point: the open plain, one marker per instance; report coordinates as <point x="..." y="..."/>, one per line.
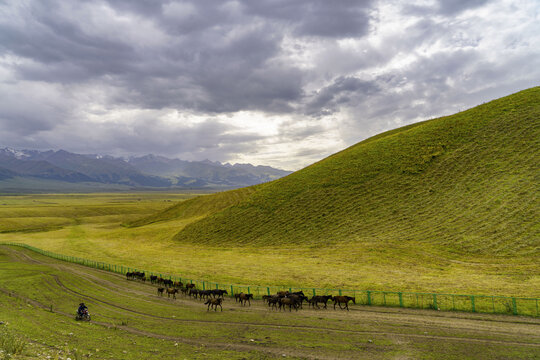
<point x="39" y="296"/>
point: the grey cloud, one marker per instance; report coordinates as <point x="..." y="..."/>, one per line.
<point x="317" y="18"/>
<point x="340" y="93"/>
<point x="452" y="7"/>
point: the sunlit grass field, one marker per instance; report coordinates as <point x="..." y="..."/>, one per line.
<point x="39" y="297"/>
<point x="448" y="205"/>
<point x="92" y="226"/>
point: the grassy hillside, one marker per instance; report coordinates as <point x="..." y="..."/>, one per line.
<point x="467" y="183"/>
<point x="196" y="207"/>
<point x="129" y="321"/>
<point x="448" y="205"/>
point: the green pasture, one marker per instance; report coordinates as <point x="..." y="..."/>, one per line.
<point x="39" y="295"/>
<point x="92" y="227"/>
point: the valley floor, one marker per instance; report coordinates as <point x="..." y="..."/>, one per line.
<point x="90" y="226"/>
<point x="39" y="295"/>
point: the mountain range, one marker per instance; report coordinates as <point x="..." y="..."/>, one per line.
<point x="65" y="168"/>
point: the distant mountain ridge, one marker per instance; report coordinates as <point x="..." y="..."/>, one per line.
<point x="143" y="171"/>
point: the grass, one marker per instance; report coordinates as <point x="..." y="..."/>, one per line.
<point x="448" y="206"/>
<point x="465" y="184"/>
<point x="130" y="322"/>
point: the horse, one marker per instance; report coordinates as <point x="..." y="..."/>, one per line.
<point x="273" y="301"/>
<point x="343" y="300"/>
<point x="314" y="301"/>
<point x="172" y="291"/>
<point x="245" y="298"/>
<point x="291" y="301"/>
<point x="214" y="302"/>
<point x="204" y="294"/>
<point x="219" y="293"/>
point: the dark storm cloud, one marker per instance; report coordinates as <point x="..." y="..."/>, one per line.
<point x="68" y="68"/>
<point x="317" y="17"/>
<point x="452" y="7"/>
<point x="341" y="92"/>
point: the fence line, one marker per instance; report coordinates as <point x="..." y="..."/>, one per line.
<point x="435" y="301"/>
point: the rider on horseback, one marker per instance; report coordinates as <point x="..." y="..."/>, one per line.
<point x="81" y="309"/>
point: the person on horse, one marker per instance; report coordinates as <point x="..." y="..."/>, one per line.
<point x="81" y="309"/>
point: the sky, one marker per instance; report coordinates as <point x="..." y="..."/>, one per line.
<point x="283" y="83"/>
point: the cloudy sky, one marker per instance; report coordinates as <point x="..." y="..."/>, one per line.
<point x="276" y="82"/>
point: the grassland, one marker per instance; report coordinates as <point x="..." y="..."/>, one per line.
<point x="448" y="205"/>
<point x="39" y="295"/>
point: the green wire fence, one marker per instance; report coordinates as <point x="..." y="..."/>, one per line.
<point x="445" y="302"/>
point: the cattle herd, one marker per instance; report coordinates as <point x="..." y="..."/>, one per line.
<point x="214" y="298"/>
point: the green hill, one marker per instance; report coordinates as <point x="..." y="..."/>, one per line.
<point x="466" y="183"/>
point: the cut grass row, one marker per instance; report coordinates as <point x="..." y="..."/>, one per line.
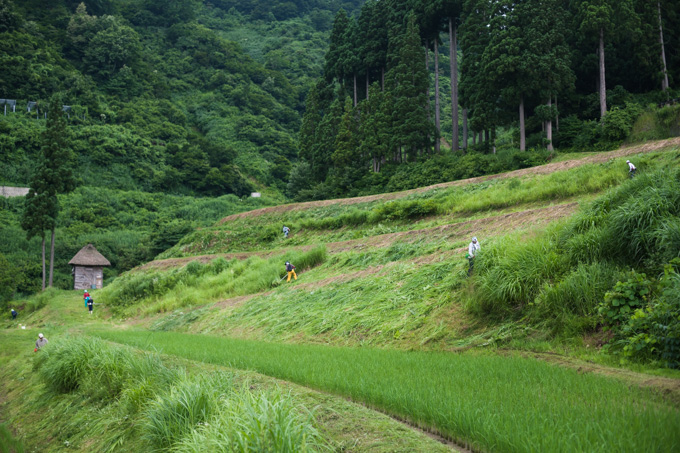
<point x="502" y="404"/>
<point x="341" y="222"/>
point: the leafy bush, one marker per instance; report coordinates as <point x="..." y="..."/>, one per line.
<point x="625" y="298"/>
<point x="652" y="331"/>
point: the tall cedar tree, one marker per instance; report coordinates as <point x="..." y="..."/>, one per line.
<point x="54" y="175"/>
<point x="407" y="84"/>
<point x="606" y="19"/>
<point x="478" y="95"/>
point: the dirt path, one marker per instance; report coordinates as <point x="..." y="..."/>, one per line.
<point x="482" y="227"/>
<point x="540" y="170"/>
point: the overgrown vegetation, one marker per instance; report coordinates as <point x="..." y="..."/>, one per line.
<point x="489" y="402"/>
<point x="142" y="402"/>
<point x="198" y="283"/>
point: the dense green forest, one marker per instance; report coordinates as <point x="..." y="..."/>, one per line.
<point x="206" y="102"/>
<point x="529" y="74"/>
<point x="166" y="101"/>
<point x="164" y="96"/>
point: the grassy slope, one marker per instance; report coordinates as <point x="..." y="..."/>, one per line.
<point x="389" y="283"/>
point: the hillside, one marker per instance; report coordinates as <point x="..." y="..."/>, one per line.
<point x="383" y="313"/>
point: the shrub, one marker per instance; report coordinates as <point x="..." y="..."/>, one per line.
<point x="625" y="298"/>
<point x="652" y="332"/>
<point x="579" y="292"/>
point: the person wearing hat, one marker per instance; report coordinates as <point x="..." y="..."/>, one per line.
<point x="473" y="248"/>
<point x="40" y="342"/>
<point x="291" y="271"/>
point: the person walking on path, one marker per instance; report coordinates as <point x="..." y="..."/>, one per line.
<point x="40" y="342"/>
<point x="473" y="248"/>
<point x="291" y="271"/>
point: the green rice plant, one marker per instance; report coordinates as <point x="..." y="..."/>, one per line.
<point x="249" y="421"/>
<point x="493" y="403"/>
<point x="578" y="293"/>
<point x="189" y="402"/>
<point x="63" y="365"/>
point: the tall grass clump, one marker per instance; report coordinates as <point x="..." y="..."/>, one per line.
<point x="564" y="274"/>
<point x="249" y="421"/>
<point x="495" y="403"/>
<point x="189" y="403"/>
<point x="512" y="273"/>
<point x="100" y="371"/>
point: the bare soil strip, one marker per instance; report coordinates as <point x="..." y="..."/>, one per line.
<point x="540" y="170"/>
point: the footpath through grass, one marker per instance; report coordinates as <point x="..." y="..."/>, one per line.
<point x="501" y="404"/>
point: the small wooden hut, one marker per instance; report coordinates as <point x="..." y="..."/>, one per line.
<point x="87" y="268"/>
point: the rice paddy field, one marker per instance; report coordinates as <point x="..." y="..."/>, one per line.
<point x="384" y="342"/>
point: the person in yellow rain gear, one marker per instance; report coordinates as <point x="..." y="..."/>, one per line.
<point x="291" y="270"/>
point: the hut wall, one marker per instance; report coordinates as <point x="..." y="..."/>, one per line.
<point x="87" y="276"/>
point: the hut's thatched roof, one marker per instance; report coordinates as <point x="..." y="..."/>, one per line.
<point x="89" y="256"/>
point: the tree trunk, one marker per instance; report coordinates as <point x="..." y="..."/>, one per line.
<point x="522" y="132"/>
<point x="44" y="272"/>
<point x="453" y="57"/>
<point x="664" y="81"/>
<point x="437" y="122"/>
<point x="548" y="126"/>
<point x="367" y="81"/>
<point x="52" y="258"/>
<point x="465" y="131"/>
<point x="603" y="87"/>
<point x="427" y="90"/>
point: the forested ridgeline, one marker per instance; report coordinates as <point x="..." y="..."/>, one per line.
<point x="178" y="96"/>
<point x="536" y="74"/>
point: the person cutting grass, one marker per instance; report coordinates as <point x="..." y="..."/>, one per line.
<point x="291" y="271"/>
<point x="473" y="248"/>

══════

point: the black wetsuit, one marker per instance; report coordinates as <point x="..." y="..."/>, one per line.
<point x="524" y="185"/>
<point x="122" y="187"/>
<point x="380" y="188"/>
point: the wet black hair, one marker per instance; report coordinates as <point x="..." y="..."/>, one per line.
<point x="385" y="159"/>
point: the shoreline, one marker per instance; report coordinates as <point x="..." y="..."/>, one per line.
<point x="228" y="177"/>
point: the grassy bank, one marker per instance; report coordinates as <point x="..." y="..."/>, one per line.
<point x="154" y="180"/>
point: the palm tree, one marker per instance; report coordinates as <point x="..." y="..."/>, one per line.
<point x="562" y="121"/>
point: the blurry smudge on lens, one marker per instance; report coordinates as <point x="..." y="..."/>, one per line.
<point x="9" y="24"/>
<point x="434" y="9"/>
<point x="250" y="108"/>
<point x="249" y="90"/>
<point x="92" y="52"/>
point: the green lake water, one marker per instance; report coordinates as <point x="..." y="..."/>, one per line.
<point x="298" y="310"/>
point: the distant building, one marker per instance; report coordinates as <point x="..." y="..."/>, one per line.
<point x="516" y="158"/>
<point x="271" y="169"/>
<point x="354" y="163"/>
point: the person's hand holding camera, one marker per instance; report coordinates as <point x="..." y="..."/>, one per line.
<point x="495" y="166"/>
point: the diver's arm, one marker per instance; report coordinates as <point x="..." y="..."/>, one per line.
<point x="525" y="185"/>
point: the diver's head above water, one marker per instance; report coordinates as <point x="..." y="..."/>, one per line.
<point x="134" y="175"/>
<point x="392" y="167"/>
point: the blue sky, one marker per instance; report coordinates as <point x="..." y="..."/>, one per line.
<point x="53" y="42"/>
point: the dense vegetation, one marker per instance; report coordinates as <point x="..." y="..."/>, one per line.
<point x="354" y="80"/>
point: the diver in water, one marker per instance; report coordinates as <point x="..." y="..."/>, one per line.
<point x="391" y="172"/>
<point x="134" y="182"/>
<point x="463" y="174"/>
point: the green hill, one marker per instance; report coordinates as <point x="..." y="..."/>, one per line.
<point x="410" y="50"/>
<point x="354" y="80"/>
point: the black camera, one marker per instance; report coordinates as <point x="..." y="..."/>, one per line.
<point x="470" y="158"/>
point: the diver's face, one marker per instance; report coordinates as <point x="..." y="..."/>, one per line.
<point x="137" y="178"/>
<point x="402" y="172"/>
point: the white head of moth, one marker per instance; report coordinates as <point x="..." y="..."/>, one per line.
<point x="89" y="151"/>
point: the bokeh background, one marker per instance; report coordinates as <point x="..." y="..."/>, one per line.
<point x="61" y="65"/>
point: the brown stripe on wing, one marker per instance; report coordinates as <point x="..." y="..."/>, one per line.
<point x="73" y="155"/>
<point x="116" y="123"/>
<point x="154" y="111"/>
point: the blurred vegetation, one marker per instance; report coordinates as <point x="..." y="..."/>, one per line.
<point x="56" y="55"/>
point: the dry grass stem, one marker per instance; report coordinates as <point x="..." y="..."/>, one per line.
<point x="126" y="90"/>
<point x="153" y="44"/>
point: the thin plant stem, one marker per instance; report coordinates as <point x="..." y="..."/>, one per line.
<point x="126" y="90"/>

══════

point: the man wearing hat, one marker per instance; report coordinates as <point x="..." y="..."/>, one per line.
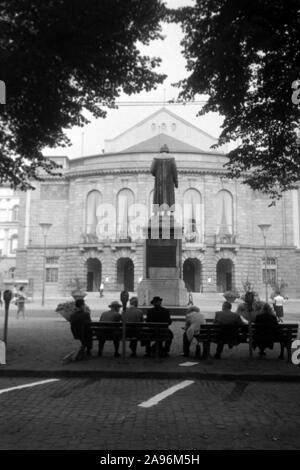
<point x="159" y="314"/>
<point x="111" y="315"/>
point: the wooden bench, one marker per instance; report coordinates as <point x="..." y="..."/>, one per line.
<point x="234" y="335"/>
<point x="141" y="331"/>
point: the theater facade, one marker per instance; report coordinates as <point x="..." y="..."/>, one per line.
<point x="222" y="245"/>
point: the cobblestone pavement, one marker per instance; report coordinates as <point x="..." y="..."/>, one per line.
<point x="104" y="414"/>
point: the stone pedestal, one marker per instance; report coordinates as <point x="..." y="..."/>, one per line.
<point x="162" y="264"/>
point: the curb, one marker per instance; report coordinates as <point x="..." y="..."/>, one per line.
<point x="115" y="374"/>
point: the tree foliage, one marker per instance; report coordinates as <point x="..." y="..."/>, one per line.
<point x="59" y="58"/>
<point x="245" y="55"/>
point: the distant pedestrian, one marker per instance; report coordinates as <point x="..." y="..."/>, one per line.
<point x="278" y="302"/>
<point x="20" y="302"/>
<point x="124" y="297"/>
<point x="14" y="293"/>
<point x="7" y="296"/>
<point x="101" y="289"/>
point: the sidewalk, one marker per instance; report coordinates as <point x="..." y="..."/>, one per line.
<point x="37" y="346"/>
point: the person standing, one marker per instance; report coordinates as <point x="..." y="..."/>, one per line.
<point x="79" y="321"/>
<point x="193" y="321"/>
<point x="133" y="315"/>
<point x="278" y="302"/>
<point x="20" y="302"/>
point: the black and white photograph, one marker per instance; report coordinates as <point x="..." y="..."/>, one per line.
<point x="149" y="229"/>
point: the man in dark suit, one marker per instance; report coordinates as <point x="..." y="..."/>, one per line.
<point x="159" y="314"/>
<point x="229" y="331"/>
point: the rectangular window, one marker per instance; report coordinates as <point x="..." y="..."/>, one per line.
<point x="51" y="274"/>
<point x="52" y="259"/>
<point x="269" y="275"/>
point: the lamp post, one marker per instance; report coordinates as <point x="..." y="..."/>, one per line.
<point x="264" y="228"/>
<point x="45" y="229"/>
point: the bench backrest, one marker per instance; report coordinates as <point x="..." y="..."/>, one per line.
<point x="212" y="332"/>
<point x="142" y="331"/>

══════

**Aim**
In the data above, find every line that contains the word "field" and copy each of those lines in full.

**Written reply**
point: the sunlit grass field, one marker per instance; report coordinates as <point x="..." y="..."/>, one per line.
point: the rice paddy field, one marker per instance; report coordinates as <point x="..." y="..."/>, one per line.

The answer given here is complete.